Vorgegebener Text:

▽

Arztpraxis: Die ambulante Versorgung wird weiblich
Struktur der ambulanten Versorgung ändert sich
Rund 530.000 Mediziner, Zahnärztinnen und Psychotherapeuten arbeiteten Ende 2022 in Deutschland – knapp die Hälfte, nämlich 250.000, im ambulanten Bereich. Das sind rund 1.700 medizinische Leistungserbringer weniger als im Jahr davor (Zahlen der Stiftung Gesundheit). Laut Kassenärztlicher Bundesvereinigung (KBV) nahmen mehr als 185.000 Ärztinnen, Zahnärzte und Psychotherapeutinnen an der vertragsärztlichen Versorgung teil. Das heißt, sie haben eine Zulassung der Gesetzlichen Krankenkassen und rechnen ihre Leistungen mit diesen ab.
Bereits seit Jahren verändert sich die Struktur des ambulanten Sektors. Der Trend geht weg von der Einzelpraxis hin zu Berufsausübungsgemeinschaften bzw. Praxisgemeinschaften, immer mehr Ärztinnen und Psychotherapeuten arbeiten angestellt und in Teilzeitmodellen. Das hat auch damit zu tun, dass sich das Geschlechterverhältnis ändert. 2022 gab es zum ersten Mal mehr Frauen als Männer, die in der ambulanten Versorgung tätig waren. Die Frauenquote stieg auf 50,3 %.
Unterschiede in der Frauenquote
In einzelnen Fachrichtungen sind die Unterschiede in der Geschlechterverteilung besonders groß. So sind z. B. fast 77 % der ambulanten Psychotherapeuten weiblich, bei den Gynäkologen sind es rund 72 %, bei den ärztlichen Psychotherapeuten fast 67 %, bei Kinder- und Jugendlichenpsychiatern gut 66 % und bei Kinderärzten fast 59 % (Zahlen der KBV).

△

Aufgabenliste:
a – Schreib aus dem Text über die ambulante Versorgung den Teil Wort für Wort ab, der mit "Unterschiede in der Frauenquote" anfängt und mit "(Zahlen der KBV)." aufhört.
b – Schreib den Text über die ambulante Versorgung von der Stelle aus weiter, an der er endet.
Für diese Aufgaben spielen die Datensätze keine Rolle.

Datensätze:
▽

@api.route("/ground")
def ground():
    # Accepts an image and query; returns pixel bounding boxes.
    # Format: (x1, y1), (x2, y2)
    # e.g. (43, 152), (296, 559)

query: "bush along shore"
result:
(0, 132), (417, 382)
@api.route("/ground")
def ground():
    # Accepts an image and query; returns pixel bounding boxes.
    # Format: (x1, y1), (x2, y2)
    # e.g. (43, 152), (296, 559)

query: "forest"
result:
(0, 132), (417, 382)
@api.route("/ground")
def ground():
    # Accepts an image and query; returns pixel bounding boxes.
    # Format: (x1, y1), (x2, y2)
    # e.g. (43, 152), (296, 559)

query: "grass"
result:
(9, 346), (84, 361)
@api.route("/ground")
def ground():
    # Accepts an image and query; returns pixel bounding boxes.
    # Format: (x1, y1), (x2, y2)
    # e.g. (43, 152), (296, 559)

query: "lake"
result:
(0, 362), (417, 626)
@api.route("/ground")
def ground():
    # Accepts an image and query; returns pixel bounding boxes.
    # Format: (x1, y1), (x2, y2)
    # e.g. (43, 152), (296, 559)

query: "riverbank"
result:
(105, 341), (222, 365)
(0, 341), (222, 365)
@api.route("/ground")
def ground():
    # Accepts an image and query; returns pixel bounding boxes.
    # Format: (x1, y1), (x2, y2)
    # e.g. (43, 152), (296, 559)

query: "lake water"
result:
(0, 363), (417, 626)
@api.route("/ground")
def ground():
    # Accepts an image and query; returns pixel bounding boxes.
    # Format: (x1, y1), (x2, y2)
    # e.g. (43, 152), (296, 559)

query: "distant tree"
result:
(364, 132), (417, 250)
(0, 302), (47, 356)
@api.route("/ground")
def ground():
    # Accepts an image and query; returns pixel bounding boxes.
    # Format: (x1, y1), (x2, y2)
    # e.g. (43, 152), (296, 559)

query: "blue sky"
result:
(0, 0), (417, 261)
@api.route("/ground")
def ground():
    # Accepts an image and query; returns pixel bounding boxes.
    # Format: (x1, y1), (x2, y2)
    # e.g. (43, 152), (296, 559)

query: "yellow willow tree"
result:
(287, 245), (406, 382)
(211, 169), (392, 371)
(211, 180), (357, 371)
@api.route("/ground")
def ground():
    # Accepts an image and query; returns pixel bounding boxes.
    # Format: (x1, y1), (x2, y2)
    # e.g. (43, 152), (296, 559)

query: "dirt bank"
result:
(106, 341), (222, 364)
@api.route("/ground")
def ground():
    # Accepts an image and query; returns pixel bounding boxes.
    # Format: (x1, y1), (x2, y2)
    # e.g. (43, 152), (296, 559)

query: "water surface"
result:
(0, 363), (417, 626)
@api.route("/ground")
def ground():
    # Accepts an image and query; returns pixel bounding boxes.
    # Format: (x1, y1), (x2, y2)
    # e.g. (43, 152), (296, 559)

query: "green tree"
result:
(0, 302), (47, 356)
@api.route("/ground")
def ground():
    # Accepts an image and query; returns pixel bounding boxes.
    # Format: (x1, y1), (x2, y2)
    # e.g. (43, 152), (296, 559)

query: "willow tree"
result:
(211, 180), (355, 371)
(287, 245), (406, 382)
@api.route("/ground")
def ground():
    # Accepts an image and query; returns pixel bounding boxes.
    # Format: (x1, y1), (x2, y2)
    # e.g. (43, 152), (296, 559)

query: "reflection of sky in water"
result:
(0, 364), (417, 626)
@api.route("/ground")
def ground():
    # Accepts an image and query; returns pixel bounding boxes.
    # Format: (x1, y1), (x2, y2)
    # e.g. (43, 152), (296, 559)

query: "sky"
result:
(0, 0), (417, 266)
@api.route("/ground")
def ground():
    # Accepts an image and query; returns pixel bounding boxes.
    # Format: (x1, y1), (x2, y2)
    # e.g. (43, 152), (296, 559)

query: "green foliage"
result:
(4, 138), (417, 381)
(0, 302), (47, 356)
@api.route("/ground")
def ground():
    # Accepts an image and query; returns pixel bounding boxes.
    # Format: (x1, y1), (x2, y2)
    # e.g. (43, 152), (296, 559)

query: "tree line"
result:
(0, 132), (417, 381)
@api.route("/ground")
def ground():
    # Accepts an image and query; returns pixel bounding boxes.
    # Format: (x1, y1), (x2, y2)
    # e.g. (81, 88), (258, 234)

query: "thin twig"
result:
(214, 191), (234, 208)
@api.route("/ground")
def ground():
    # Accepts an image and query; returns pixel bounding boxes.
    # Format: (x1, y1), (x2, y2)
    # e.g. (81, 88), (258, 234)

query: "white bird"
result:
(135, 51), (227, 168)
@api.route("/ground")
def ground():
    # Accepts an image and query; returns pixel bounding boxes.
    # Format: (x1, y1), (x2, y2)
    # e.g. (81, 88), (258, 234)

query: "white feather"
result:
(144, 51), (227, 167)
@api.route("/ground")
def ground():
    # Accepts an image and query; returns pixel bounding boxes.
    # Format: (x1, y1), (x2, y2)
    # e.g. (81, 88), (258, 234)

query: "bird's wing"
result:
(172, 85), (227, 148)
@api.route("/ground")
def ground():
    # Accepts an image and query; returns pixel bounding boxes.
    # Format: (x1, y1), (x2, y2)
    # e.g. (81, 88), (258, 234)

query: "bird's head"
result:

△

Deine Antworten:
a –
Unterschiede in der Frauenquote
In einzelnen Fachrichtungen sind die Unterschiede in der Geschlechterverteilung besonders groß. So sind z. B. fast 77 % der ambulanten Psychotherapeuten weiblich, bei den Gynäkologen sind es rund 72 %, bei den ärztlichen Psychotherapeuten fast 67 %, bei Kinder- und Jugendlichenpsychiatern gut 66 % und bei Kinderärzten fast 59 % (Zahlen der KBV).

b –
Außerdem gibt es regionale Unterschiede. In den östlichen Bundesländern ist der Frauenanteil höher, genauso wie in den Stadtstaaten der westlichen Bundesländer. Unterschiede gibt es auch in den Altersgruppen. Bei den unter 40-Jährigen kommen 58 Ärztinnen auf 42 Ärzte, bei den über 65-Jährigen sind es nur 27 Ärztinnen auf 73 Ärzte. Das wirkt sich auch auf die Arbeitsverhältnisse aus. War bei den älteren Jahrgängen eine eigene Praxis noch Standard, arbeiten die jüngeren immer öfter angestellt und in Teilzeit. Die meisten Niedergelassen arbeiten zwar noch klassisch in eigener Praxis (Ärzte: 64 %, Psychologische Psychotherapeutinnen: 87 %), aber sie entscheiden sich immer öfter für flexiblere Arbeitszeitmodelle.
Rund 46.000 Ärztinnen und Ärzte arbeiten im ambulanten Sektor angestellt, das ist eine Zunahme von 141 % seit 2012. Der Anteil derer, die in Teilzeit tätig sind, hat sich in den vergangenen 10 Jahren sogar um 285 % erhöht, auf inzwischen gut 58.000. Das exponentielle Wachstum bei Anstellung und Teilzeitmodellen trägt auch dazu bei, dass die Ressource Arzt nicht zunimmt, obwohl mehr Köpfe im Jahr 2022 in der ambulanten Versorgung tätig waren. Die Zahl der Vertragsärzte und -therapeutinnen nahm im Vergleich zu 2021 zwar um 1.962 zu, gleichzeitig reduzierte sich der Umfang der Leistungen leicht um 0,1 %.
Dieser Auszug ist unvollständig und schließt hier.